Список заданий -
1. Перечислите всех порожденных Эхидной чудовищ, названных во фрагменте о Сфинксе.
2. Чье высказывание о теогонических силах цитирует автор фрагмента о Сфинксе?
3. Сверьте с фрагментом о Сфинксе утверждения (a), (b) и (c). Для каждого ответьте «да» или «нет» и приведите решающие слова фрагмента в виде точной цитаты.
(a) Эхидна обитала в хтонических глубинах.
(b) Декоративные парковые скульптуры XVIII в. дали интровертированный образ Сфинкса.
(c) По Юнгу, архетипические образы возникают у современного человека лишь при высоком уровне мифологической эрудиции.

Избранный фрагмент -
---
Мать Сфинкса – Эхидна. От нее Сфинкс унаследовал(а) женскую часть своего туловища и прекрасный девический лик, столь вдохновлявший и соблазнявший впоследствии художников, склонных к легкомысленной интерпретации мифа как поэтической выдумки. Дева-змея обитала в хтонических глубинах, скрытая от взоров богов и людей. Кроме Сфинкса Эхидна породила еще ряд чудовищ, в том числе Кербера и лернейскую Гидру.
Некто в черном (нетерпеливо): Может, все-таки хватит…
Я (с кротким вздохом): Хорошо, закругляюсь.
Тем не менее этот мифологический экскурс был необходим, чтобы показать – хотя бы эскизно, – какие таинственные силы стоят за сочетаниями несочетаемого в древних мифах. «Те силы, – писал Шеллинг, – которые… поднимаются из глубины сознания и раскрываются как силы теогонические, – ведь эти силы не могут быть иными, нежели те, что породили мир» (Философия мифологии. С. 342). Поэтому неудивительно, что на протяжении тысячелетий из глубин подсознания у людей разных эпох возникает образ Сфинкса как отражение загадочного Архетипа, мощно действующего в безднах человеческой психики наподобие природной силы. По Юнгу, подобные архетипические образы спонтанно и неожиданно появляются у современного человека во снах, видениях, фантазиях (нередко болезненных) совершенно независимо от уровня мифологической эрудиции. Знания о мистериальных законах, которые лежат в основе мифического синтеза, постепенно утрачивались, что привело, как я уже отметил несколько выше, к игровому, декоративному и сексуализированному истолкованию образа Сфинкса. Эдипова проблема (имею в виду решение античным героем загадки Сфинкса) оставалась актуальной для человека, но исчезала возможность дать ей соответствующее выражение.
У Гюстава Моро «встреча Эдипа со Сфинксом» снова получила характер символа, выведенного из сферы декоративности. Образ символически выражает, скорее всего, не столько мифологическую ситуацию, сколько экзистенциальное событие в глубинах – имагинативно предрасположенного – сознания художника. По своему характеру его можно назвать интровертированным в отличие от декоративных парковых скульптур и фарфоровых безделушек XVIII в., давших экстравертированный образ Сфинкса, полностью лишенный мифологически-мистериального смысла.
---
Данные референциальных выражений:

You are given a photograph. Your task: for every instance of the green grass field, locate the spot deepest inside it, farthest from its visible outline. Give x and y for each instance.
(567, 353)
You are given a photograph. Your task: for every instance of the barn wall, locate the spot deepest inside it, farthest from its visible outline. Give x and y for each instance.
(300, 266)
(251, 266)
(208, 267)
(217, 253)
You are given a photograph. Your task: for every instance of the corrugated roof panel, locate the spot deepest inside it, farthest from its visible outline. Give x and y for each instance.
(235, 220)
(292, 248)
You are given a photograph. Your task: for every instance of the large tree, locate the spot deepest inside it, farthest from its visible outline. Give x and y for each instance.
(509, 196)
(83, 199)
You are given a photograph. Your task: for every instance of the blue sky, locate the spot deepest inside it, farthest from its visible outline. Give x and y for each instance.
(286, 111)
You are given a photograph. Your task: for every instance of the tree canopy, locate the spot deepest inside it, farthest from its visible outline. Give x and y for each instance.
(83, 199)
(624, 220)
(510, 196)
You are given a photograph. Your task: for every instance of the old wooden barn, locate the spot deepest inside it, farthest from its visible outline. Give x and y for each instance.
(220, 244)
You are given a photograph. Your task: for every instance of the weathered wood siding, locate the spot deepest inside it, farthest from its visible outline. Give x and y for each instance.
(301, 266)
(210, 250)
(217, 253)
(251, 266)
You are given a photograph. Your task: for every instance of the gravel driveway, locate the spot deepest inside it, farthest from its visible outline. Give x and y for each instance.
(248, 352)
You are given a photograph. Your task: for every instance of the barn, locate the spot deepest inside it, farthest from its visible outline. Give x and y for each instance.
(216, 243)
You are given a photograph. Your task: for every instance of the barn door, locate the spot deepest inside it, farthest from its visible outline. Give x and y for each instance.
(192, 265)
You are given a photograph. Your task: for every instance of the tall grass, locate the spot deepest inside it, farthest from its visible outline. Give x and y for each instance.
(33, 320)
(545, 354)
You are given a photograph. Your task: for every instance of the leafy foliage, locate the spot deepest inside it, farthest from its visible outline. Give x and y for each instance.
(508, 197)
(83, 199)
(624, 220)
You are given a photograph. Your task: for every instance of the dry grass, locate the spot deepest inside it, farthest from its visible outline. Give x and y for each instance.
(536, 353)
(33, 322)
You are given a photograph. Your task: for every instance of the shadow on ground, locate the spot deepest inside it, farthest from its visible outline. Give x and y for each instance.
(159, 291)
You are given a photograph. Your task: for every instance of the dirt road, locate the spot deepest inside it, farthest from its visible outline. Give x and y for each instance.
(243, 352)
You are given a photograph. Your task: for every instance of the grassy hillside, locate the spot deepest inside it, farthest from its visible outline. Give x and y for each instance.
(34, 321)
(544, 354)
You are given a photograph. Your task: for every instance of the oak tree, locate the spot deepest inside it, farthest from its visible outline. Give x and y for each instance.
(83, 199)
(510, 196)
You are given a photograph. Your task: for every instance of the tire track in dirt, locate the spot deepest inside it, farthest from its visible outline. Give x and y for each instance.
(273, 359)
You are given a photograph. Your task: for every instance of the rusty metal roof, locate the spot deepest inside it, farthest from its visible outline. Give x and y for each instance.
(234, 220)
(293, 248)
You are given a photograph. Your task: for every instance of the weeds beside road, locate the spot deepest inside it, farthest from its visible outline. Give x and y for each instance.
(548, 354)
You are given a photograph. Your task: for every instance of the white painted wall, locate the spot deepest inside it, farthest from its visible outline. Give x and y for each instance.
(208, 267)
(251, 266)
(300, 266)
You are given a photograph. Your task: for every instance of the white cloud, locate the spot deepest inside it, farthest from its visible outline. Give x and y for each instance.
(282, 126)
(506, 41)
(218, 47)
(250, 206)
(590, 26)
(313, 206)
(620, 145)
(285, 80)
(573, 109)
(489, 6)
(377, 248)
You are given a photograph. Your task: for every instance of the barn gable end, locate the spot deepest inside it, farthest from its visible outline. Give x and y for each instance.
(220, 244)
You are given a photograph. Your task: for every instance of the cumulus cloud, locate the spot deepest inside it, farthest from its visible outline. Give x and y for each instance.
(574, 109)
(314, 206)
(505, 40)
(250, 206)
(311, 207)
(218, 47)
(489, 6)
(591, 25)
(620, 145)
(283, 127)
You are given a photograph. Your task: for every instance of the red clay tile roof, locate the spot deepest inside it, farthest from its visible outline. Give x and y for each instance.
---
Ответы к заданиям -
1. Сфинкс, Кербер, лернейская Гидра.

2. Шеллинга («Философия мифологии»).

3.
(a) Да: «Дева-змея обитала в хтонических глубинах, скрытая от взоров богов и людей».
(b) Нет: «давших экстравертированный образ Сфинкса».
(c) Нет: «совершенно независимо от уровня мифологической эрудиции».